## Your goal:
Please print exactly the lines running from the one that contains "Where can you spot the cream" to the end of the data, with both lines included.

^^^^^^^^^^^^^^^^

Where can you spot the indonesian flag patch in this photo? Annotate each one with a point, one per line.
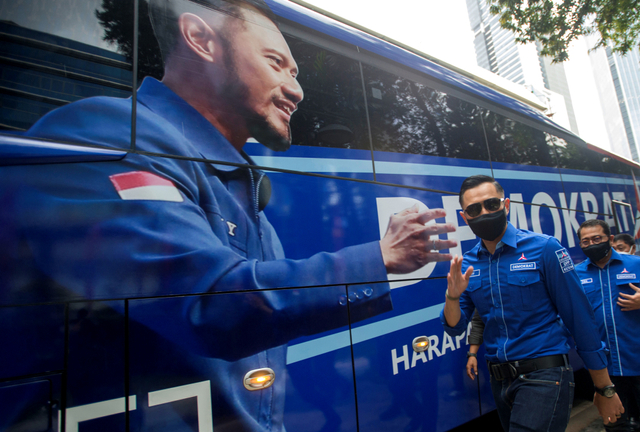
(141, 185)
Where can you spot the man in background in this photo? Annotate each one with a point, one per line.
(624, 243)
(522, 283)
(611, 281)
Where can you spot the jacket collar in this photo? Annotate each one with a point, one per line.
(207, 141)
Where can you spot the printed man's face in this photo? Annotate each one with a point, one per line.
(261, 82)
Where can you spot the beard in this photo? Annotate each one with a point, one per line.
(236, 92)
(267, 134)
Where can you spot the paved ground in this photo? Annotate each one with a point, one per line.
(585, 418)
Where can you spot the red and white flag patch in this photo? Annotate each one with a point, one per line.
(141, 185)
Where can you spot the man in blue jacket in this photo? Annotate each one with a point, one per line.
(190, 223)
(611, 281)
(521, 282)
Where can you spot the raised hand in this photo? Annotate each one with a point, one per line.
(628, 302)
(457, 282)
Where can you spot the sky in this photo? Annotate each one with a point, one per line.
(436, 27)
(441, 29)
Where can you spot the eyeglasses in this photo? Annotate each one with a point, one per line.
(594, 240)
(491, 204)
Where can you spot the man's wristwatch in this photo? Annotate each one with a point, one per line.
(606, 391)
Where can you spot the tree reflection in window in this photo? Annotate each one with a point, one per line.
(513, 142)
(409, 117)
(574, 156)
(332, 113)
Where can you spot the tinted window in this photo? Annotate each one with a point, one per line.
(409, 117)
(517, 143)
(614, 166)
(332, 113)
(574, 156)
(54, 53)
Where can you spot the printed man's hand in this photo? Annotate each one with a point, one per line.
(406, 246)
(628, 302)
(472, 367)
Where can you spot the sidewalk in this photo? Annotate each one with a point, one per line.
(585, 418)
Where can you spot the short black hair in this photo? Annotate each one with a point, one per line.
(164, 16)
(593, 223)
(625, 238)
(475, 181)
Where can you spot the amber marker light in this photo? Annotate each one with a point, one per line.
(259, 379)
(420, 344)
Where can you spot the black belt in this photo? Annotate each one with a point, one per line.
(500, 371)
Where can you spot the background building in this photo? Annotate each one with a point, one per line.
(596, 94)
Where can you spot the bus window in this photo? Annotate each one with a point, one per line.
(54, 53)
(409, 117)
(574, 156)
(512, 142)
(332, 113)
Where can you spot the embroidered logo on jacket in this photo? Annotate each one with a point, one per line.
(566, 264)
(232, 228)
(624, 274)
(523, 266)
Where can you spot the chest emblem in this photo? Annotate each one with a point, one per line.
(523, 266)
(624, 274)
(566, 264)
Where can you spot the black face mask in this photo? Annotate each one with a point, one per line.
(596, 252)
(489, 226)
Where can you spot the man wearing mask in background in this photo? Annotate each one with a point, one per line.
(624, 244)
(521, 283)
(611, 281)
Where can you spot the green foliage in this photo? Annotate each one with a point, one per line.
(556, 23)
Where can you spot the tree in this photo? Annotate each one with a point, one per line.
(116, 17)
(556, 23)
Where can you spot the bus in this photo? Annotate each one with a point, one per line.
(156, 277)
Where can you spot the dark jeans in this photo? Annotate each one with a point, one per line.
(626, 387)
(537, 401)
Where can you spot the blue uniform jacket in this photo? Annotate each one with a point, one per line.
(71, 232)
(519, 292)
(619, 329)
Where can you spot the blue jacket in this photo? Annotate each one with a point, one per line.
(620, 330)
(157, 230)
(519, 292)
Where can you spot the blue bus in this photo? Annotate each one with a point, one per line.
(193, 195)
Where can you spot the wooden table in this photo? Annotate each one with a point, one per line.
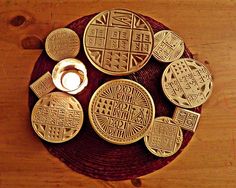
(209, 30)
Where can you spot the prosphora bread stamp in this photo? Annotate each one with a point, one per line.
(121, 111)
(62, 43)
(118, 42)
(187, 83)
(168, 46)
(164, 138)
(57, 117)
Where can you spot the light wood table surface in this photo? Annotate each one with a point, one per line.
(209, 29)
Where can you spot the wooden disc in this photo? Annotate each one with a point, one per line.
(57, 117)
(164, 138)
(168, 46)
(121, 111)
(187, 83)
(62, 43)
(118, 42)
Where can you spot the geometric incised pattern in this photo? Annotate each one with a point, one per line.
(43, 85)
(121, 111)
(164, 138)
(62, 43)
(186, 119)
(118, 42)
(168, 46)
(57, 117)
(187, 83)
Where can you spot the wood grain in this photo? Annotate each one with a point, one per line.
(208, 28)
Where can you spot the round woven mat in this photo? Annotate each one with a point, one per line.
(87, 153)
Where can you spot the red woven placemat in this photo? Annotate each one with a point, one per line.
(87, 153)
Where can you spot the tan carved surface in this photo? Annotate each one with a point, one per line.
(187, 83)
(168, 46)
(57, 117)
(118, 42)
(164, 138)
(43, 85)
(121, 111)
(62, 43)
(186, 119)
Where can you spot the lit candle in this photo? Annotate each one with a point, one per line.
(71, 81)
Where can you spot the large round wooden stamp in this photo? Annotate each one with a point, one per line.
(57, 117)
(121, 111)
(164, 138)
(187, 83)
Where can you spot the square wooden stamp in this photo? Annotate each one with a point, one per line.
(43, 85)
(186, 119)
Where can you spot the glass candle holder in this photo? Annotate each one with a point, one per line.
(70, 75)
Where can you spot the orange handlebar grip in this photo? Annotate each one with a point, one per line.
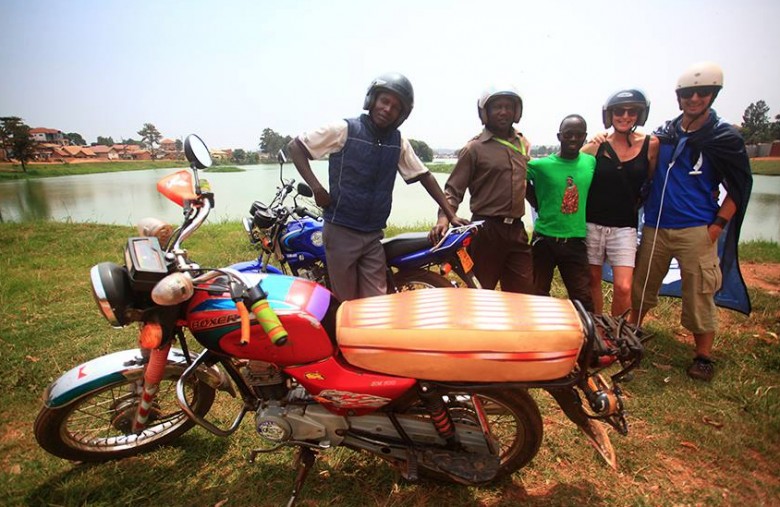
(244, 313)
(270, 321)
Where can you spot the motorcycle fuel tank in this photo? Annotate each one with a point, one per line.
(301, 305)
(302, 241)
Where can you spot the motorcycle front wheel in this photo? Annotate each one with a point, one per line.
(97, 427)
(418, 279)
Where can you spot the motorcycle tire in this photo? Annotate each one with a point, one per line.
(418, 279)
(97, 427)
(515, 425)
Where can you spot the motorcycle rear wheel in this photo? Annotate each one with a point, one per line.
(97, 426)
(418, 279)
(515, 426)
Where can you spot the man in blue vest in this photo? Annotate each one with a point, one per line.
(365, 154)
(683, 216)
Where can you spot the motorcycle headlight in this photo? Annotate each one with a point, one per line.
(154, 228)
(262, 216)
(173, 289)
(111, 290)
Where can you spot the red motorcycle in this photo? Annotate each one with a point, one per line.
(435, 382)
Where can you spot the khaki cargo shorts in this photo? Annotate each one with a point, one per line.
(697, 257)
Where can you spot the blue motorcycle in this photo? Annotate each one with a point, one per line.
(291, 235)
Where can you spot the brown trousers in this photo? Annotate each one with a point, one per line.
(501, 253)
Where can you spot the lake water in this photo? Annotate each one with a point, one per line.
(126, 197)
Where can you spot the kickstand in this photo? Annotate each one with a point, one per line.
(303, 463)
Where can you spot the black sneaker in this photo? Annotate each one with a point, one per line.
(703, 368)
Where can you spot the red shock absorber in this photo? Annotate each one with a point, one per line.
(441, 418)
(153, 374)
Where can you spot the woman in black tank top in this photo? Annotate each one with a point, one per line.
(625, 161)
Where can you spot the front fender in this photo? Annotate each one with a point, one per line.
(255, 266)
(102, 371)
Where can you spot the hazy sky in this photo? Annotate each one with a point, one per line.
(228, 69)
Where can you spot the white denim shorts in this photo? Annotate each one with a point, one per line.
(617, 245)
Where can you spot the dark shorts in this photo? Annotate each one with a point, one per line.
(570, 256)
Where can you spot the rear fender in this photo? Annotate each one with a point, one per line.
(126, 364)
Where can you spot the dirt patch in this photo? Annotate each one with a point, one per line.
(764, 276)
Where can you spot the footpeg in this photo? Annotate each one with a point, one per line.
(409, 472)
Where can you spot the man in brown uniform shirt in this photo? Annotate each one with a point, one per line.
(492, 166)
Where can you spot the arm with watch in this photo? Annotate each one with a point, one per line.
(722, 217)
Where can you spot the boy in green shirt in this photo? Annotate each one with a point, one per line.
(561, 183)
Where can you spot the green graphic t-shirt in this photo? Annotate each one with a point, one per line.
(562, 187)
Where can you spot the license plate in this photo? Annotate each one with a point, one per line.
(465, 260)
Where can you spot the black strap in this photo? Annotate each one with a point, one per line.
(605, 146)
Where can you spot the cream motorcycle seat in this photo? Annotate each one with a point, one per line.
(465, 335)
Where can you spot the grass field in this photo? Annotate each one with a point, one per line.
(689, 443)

^^^^^^^^^^^^^^^^

## Task answer:
Where can you spot the cream motorcycle seat in this photo? Annotate each one with a point, one per line.
(465, 335)
Where can you spot the grass field in this photo? Annotate each one with a point, one per line.
(689, 443)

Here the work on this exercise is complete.